** start Given records **

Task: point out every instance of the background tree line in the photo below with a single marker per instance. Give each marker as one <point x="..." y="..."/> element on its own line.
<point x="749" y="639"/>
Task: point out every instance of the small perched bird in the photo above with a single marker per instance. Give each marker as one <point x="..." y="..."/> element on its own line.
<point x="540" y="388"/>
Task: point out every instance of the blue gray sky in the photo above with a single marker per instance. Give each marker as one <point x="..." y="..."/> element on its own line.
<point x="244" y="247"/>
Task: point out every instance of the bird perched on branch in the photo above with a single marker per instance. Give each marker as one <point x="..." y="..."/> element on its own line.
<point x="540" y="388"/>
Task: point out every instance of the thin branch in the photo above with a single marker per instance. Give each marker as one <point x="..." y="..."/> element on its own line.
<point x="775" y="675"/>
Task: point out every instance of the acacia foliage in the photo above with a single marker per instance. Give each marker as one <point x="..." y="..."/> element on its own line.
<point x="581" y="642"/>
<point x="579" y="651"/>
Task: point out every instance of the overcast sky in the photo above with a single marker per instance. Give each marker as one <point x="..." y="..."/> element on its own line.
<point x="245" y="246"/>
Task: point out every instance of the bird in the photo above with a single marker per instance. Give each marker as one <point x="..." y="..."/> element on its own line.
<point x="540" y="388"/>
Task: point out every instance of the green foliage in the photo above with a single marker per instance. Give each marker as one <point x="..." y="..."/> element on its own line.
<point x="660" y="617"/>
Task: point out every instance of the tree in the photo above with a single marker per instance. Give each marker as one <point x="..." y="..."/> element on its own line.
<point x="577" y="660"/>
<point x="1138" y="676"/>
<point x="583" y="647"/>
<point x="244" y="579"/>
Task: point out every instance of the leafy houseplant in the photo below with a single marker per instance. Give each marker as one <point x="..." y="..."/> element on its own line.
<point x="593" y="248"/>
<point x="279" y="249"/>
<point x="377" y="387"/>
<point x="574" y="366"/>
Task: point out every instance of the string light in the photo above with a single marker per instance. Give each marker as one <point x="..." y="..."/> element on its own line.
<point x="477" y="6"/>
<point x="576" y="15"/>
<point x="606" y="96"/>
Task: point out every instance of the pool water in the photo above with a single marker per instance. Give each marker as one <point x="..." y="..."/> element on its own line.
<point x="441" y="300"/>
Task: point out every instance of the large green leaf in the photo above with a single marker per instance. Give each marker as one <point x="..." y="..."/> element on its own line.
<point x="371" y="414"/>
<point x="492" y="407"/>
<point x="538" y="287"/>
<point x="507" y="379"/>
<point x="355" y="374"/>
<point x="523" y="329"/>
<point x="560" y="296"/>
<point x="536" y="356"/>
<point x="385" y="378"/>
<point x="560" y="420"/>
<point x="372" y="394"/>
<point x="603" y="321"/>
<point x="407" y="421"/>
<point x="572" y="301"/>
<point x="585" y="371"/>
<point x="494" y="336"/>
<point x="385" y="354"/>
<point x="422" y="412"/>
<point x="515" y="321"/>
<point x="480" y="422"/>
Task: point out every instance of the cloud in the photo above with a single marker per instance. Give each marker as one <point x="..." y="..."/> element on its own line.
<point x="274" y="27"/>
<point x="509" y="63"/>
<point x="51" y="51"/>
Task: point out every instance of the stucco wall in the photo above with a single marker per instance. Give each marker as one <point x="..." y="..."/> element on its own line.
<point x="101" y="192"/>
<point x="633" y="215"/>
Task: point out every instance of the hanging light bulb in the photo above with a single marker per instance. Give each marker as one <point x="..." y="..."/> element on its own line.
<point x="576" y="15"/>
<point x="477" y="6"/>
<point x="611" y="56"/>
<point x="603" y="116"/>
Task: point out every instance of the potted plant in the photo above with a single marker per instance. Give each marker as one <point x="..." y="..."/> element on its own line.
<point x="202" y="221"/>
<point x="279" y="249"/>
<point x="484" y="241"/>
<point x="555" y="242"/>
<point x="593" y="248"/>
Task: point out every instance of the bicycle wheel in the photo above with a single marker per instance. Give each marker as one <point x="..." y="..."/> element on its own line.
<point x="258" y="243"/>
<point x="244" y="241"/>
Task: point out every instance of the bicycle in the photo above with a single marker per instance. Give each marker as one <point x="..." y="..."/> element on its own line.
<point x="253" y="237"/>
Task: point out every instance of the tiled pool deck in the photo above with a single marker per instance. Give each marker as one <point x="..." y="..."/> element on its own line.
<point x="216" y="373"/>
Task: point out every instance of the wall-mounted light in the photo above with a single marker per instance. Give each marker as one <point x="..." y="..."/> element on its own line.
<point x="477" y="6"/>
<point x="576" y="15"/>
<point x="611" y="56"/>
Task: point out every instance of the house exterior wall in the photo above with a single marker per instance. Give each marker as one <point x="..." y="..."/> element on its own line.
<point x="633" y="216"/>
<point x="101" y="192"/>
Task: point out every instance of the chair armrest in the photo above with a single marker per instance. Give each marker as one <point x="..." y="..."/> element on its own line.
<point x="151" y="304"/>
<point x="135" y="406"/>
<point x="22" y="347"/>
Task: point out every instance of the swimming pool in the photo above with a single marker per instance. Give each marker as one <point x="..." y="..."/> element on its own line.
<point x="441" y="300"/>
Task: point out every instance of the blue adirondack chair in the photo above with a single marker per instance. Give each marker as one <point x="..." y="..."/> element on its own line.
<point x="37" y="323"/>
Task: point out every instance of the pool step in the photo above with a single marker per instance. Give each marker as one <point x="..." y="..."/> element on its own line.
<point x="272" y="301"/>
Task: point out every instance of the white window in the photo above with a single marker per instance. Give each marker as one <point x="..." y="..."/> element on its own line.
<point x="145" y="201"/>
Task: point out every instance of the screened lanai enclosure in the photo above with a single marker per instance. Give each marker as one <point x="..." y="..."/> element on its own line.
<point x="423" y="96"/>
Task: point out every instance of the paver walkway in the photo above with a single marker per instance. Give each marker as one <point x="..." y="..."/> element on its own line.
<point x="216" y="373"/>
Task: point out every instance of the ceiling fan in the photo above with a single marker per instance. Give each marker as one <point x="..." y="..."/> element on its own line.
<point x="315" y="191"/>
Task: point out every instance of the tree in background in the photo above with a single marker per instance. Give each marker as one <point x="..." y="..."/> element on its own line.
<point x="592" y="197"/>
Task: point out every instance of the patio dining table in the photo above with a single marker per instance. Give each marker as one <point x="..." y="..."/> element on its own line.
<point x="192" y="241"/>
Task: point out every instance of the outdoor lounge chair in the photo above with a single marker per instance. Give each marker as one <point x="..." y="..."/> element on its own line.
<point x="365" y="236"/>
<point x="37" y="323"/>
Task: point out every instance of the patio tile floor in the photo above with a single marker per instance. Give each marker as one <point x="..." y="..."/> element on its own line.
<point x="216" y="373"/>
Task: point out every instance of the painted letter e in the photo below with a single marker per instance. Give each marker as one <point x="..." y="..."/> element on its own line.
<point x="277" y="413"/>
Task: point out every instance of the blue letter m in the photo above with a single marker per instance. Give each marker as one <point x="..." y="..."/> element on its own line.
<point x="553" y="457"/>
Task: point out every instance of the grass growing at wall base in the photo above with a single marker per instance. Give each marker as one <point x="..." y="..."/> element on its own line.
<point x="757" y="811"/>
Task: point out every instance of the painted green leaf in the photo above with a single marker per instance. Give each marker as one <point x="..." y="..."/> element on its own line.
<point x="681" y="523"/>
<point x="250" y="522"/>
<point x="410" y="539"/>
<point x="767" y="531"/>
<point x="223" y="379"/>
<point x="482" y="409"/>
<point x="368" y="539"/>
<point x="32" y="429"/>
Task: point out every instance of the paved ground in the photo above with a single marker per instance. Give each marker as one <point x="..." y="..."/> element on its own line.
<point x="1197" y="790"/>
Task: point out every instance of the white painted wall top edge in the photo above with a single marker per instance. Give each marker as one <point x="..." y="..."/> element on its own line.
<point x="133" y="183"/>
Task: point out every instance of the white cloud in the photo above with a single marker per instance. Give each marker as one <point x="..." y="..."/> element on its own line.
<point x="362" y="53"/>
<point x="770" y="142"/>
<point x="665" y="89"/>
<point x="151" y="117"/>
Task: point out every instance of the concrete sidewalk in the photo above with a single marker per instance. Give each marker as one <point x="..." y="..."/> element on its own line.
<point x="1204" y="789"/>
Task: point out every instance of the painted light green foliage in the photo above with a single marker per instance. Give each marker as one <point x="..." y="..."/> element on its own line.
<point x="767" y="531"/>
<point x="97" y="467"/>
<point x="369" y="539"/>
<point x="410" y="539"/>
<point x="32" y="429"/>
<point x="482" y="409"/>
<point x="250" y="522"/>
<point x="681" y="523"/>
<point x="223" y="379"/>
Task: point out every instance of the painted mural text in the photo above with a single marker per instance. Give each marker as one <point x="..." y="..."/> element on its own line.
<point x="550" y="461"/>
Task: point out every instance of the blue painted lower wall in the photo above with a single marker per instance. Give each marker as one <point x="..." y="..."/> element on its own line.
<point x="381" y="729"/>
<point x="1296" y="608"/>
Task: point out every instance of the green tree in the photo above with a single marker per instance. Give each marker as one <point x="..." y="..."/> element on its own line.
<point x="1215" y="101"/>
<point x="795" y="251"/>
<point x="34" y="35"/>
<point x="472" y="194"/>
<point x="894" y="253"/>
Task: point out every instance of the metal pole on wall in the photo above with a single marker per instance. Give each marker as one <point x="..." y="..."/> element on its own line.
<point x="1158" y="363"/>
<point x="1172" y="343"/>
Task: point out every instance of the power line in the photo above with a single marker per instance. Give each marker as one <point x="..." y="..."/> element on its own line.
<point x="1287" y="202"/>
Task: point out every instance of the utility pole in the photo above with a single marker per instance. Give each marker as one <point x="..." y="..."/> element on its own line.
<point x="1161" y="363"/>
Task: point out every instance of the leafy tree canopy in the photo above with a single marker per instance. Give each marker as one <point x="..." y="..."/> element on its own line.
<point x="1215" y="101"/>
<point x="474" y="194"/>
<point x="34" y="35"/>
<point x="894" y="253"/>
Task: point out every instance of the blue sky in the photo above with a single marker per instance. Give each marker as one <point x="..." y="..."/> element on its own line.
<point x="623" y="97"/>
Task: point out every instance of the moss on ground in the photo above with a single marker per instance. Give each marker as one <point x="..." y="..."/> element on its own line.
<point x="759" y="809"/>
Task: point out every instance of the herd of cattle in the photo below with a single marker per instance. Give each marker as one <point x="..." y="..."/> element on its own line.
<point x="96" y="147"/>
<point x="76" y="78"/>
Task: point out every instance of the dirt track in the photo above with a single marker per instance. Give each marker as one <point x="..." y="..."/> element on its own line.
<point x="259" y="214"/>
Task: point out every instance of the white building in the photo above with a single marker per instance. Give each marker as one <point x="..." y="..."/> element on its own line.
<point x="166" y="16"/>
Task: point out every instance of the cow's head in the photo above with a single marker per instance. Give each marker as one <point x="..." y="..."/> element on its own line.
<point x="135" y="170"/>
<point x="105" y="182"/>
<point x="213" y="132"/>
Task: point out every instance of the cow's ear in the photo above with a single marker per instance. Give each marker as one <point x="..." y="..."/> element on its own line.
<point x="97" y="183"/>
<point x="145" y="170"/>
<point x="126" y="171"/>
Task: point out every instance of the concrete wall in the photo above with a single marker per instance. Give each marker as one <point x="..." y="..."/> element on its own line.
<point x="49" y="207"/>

** end Given records **

• **Exercise prompt**:
Set down exactly what runs from the line with "Task: point out every instance of the moss" to the last line of the data above, including both of those lines and no others.

• **Response to the exercise**:
Task: point out every instance of the moss on ground in the photo above with a single marker per instance. Give each marker as one <point x="..." y="..."/> element on its own line.
<point x="759" y="809"/>
Task: point out every instance of the herd of cattle in the photo below with a single marker per instance. Give each marker as one <point x="..." y="..."/> element on its own line.
<point x="96" y="147"/>
<point x="76" y="78"/>
Task: point out every instance of the dirt track in the photo above with a single marker per instance. Give each marker as one <point x="..." y="..."/> element on its own line.
<point x="259" y="214"/>
Task: point out every instance of the white building in the photo above with a single marker per instance. Give each marker as one <point x="..." y="..."/> element on its own line.
<point x="166" y="16"/>
Task: point out every instance of the cow's head in the photo above with a single marker per instance. Give each marker as one <point x="..." y="..."/> element on its own line.
<point x="135" y="170"/>
<point x="105" y="182"/>
<point x="213" y="132"/>
Task: point out every instance of the cow's ear in the photo above with a single marker per instance. Give each marker as one <point x="..." y="..."/> element on its own line.
<point x="97" y="183"/>
<point x="145" y="170"/>
<point x="126" y="171"/>
Task: point out every instance of the concrete wall in the photo above with a single marker per instance. Give each marker as one <point x="..." y="..."/> element on its own line.
<point x="49" y="207"/>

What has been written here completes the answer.